_Task list_
• A. Answer these questions about the patch notes, one per line:
(i) In which version was clear_root_pgtable() introduced?
(ii) What was added in arch_iommu_domain_destroy() in v4?
(iii) How many files, insertions and deletions does the summary line report?
• B. Transcribe the patch notes word for word, from "Reviewed-by: Kevin Tian" up to and including "ASSERT() in arch_iommu_domain_destroy().".

_Document segment_

Reviewed-by: Kevin Tian <kevin.tian@intel.com>

> 
> ---
>     Changes in v5:
>         - Add Jan's reviewed-by
>         - Fix typo
>         - Use ! rather than == NULL
> 
>     Changes in v4:
>         - Move the patch later in the series as we need to prevent
>         iommu_map() to allocate memory first.
>         - Add an ASSERT() in arch_iommu_domain_destroy().
> 
>     Changes in v3:
>         - Move the patch earlier in the series
>         - Reword the commit message
> 
>     Changes in v2:
>         - Introduce clear_root_pgtable()
>         - Move the patch later in the series
> ---
>  xen/drivers/passthrough/amd/pci_amd_iommu.c | 12 +++++++++++-
>  xen/drivers/passthrough/vtd/iommu.c         | 12 +++++++++++-
>  xen/drivers/passthrough/x86/iommu.c         | 13 +++++++++++++
>  xen/include/xen/iommu.h                     |  1 +
>  4 files changed, 36 insertions(+), 2 deletions(-)

_Data records_

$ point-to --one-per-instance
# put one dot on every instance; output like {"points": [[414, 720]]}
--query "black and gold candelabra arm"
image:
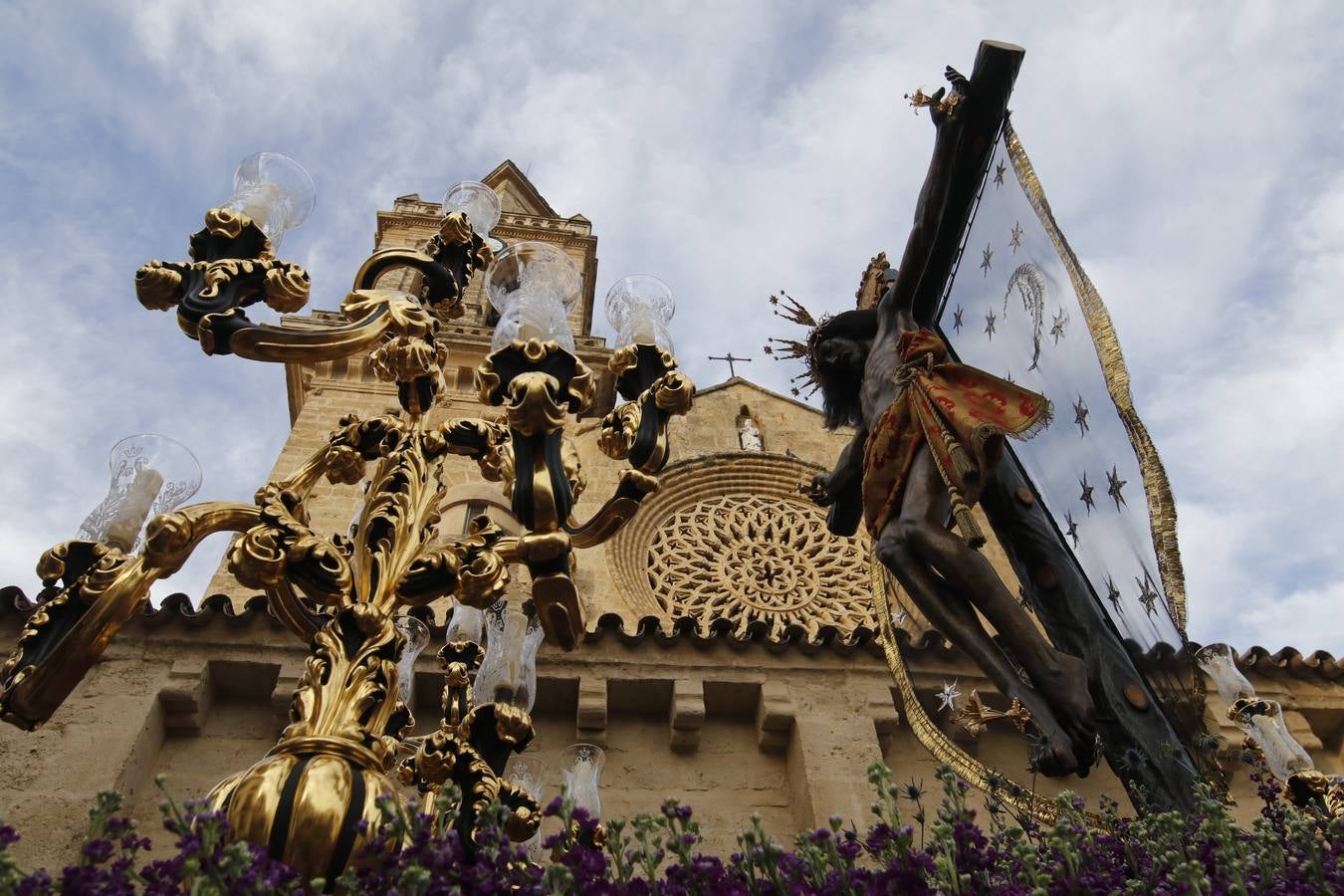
{"points": [[471, 749], [101, 588], [233, 266], [1312, 788], [540, 384], [655, 392]]}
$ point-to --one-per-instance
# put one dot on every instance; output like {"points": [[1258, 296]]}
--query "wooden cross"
{"points": [[730, 360]]}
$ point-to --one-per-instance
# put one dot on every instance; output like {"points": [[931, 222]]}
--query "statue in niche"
{"points": [[928, 435], [749, 437]]}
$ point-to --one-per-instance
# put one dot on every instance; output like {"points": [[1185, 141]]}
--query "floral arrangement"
{"points": [[1286, 850]]}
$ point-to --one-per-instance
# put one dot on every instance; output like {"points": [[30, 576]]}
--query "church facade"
{"points": [[732, 657]]}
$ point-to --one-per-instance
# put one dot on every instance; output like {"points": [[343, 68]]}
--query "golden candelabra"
{"points": [[346, 727]]}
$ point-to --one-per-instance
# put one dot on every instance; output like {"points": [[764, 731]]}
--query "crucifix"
{"points": [[730, 360]]}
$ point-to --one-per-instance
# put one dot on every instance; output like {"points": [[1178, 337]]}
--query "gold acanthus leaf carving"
{"points": [[576, 394], [226, 222], [615, 438], [534, 406], [281, 547], [348, 688], [158, 287], [483, 572]]}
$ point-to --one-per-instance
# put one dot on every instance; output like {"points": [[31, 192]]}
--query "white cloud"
{"points": [[734, 149]]}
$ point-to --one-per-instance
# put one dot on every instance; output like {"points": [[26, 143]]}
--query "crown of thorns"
{"points": [[789, 348]]}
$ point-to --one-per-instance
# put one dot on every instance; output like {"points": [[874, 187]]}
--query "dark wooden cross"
{"points": [[730, 360]]}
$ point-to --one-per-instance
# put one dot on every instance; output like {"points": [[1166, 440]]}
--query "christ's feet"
{"points": [[1066, 692], [1051, 746]]}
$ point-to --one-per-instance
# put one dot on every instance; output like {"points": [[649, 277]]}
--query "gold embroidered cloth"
{"points": [[963, 412]]}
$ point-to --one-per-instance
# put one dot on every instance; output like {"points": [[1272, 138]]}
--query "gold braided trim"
{"points": [[1162, 506], [965, 766]]}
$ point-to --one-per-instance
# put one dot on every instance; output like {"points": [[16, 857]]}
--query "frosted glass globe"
{"points": [[477, 202], [638, 308], [535, 269], [275, 191]]}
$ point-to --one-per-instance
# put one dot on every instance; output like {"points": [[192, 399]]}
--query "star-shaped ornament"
{"points": [[1147, 594], [1086, 496], [1113, 485], [1059, 326], [948, 696], [1113, 592], [1072, 527], [1023, 600], [1081, 416]]}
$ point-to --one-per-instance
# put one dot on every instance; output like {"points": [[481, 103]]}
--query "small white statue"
{"points": [[749, 437]]}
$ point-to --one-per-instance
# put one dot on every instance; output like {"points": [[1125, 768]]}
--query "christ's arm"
{"points": [[843, 487], [906, 299]]}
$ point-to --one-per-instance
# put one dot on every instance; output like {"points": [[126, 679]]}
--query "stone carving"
{"points": [[749, 559]]}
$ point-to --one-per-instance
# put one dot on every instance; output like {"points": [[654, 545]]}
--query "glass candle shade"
{"points": [[150, 474], [582, 770], [638, 308], [533, 287], [530, 774], [508, 670], [275, 191], [477, 202], [417, 638], [1282, 754], [467, 623], [1220, 662]]}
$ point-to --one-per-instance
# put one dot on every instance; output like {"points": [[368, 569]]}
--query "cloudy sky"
{"points": [[1194, 156]]}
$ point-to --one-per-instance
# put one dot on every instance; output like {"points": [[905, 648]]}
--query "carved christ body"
{"points": [[921, 452]]}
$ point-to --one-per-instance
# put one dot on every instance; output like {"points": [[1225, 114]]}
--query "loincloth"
{"points": [[961, 412]]}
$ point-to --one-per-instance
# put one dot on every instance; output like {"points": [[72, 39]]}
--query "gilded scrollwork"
{"points": [[471, 747], [331, 762], [645, 375], [103, 588], [283, 549], [484, 572], [568, 385]]}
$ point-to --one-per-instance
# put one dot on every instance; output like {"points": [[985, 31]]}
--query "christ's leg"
{"points": [[955, 615], [1059, 677]]}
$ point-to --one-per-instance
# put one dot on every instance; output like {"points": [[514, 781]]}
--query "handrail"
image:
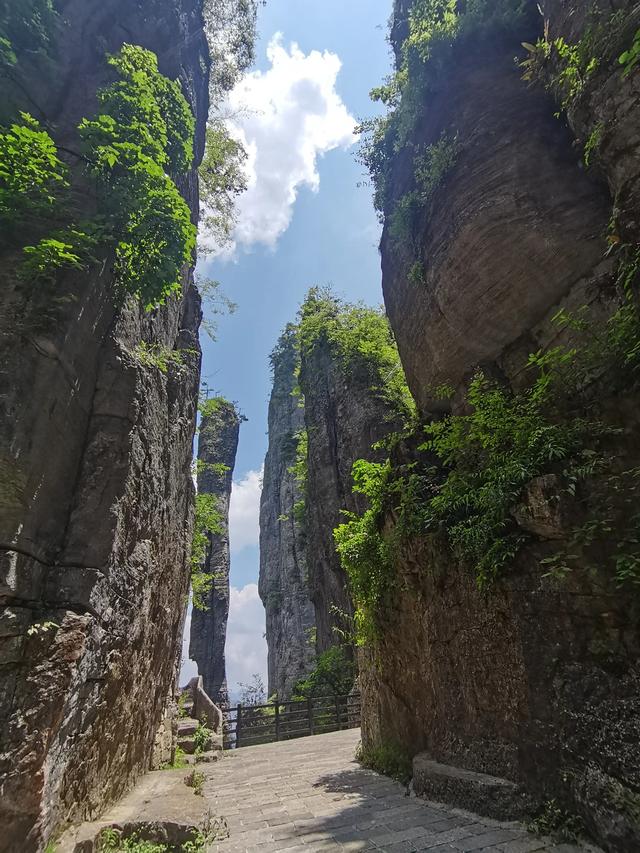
{"points": [[284, 720]]}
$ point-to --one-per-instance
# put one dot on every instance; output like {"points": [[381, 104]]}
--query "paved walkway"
{"points": [[310, 794]]}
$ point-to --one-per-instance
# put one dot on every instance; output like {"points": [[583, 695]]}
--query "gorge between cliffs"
{"points": [[434, 500]]}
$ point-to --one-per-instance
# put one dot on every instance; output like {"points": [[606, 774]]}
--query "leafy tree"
{"points": [[207, 523], [358, 334], [214, 303], [25, 29], [253, 693], [146, 128], [222, 180], [32, 176], [334, 675], [230, 26]]}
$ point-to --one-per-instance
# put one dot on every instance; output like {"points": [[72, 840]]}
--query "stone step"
{"points": [[209, 757], [187, 726], [492, 796], [187, 745]]}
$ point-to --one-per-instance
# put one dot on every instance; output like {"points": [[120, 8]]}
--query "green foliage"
{"points": [[592, 144], [253, 693], [359, 335], [417, 273], [230, 27], [212, 406], [560, 824], [202, 738], [434, 164], [25, 30], [195, 780], [219, 469], [364, 553], [32, 176], [333, 675], [299, 469], [492, 453], [159, 356], [207, 522], [41, 628], [567, 68], [476, 466], [145, 128], [631, 57], [434, 28], [222, 180], [214, 303], [113, 841], [179, 760], [431, 167], [70, 249], [388, 758]]}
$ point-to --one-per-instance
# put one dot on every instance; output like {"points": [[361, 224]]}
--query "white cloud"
{"points": [[244, 511], [286, 117], [246, 648], [188, 668]]}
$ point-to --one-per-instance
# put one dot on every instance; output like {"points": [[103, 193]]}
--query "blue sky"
{"points": [[304, 221]]}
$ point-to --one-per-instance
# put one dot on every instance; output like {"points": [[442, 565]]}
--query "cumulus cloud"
{"points": [[286, 117], [246, 648], [244, 511]]}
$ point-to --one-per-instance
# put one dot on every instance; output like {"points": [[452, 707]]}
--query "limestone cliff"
{"points": [[217, 446], [95, 455], [283, 573], [346, 412], [534, 677]]}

_Answers to the problems_
• A.
(i) v2
(ii) An ASSERT()
(iii) 4 files, 36 insertions and 2 deletions

• B.
Reviewed-by: Kevin Tian <kevin.tian@intel.com>

> 
> ---
>     Changes in v5:
>         - Add Jan's reviewed-by
>         - Fix typo
>         - Use ! rather than == NULL
> 
>     Changes in v4:
>         - Move the patch later in the series as we need to prevent
>         iommu_map() to allocate memory first.
>         - Add an ASSERT() in arch_iommu_domain_destroy().